#### What is needed:
For the MNIST ensemble exercise below, say whether each statement agrees with it, answering yes or no and quoting the deciding words: (a) The validation set contains 10,000 instances. (b) The classifiers are to be combined with a stacking regressor. (c) The SVM class imported in the code is LinearSVC.

#### Given text:

####################

#### 8) Load the MNIST data, and split it into a training set, a validation set, and a test set ( 50,000  for training, 10,000 for validation, and 10,000 for testing). Then train various classifiers, such as a Random Forest classifier, an Extra-Trees classifier, and an SVM. Next, try to combine them into an ensemble that outperforms them all on the validation set, using a soft or hard voting classifier. Once you have found one, try it on the test set. How much better does it perform compared to the individual classifiers?

In [1]:
import numpy as np
from sklearn.datasets import fetch_openml
from sklearn.model_selection import train_test_split
from sklearn.ensemble import RandomForestClassifier, ExtraTreesClassifier, VotingClassifier
from sklearn.svm import LinearSVC
from sklearn.metrics import accuracy_score

In [2]:
# Loading Data
mnist = fetch_openml("mnist_784", version=1)

####################

(Records of labeled points)

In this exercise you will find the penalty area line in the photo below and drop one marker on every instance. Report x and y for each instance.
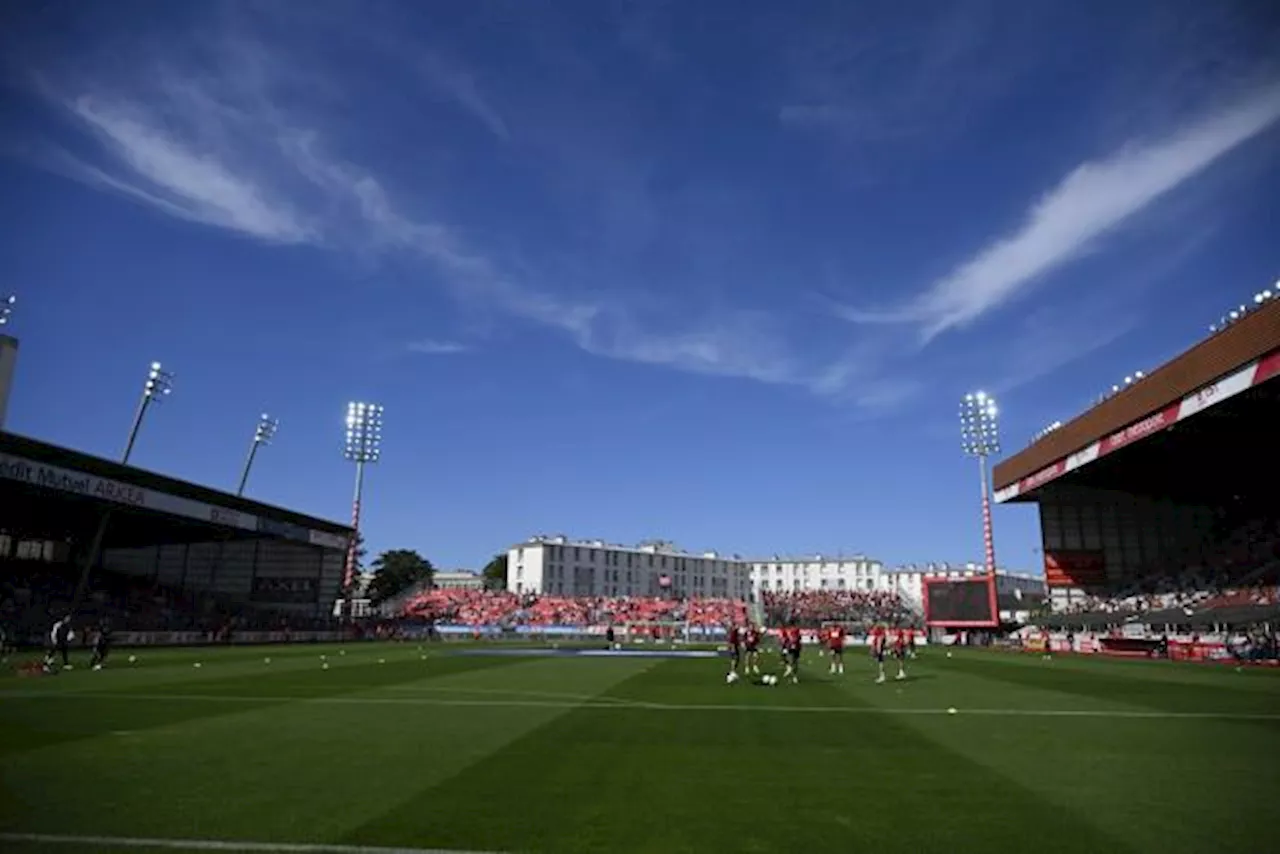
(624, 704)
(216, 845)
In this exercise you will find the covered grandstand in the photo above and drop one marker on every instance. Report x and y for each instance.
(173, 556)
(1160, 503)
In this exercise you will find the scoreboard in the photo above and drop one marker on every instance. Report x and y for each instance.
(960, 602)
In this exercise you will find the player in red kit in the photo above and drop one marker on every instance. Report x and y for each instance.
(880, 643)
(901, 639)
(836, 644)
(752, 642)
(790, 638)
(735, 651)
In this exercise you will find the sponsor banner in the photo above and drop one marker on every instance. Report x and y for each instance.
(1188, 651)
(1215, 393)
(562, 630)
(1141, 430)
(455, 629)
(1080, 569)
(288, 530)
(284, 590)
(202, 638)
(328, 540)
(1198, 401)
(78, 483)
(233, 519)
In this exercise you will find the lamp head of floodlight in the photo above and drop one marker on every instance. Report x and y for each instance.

####################

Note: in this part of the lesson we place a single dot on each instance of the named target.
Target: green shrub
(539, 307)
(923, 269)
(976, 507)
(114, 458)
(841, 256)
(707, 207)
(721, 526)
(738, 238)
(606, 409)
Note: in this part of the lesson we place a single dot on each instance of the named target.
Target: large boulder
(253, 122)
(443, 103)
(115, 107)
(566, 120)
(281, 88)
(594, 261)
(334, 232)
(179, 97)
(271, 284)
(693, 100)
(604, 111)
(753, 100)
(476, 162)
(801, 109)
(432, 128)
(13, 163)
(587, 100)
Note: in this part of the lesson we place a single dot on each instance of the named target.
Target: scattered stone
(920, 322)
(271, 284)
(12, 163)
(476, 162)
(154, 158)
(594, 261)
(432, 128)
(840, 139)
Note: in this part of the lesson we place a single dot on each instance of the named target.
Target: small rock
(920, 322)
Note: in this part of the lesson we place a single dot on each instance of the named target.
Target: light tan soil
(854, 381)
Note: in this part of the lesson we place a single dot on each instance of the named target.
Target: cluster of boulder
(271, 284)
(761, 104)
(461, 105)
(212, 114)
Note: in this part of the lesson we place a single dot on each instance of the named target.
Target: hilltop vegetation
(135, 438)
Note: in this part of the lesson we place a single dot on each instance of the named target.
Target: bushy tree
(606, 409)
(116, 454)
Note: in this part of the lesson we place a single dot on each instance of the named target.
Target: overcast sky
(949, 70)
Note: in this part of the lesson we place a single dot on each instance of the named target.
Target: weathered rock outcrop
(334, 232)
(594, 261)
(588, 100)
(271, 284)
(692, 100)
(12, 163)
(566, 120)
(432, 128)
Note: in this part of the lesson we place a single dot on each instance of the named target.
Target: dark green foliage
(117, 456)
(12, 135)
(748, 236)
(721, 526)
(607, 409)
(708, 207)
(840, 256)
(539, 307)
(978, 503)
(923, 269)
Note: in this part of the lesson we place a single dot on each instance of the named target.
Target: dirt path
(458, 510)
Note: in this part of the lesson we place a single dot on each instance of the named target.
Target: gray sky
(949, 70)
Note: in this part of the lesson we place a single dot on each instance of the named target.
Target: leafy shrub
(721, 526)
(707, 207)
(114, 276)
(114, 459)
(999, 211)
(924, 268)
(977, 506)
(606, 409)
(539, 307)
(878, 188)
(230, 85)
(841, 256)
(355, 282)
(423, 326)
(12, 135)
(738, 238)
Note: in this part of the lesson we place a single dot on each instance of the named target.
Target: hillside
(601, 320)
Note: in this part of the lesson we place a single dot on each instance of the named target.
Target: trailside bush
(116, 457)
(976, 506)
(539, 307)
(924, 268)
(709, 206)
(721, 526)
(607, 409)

####################

#### Solution for this task:
(a) Yes: "10,000 for validation"
(b) No: "using a soft or hard voting classifier"
(c) Yes: "from sklearn.svm import LinearSVC"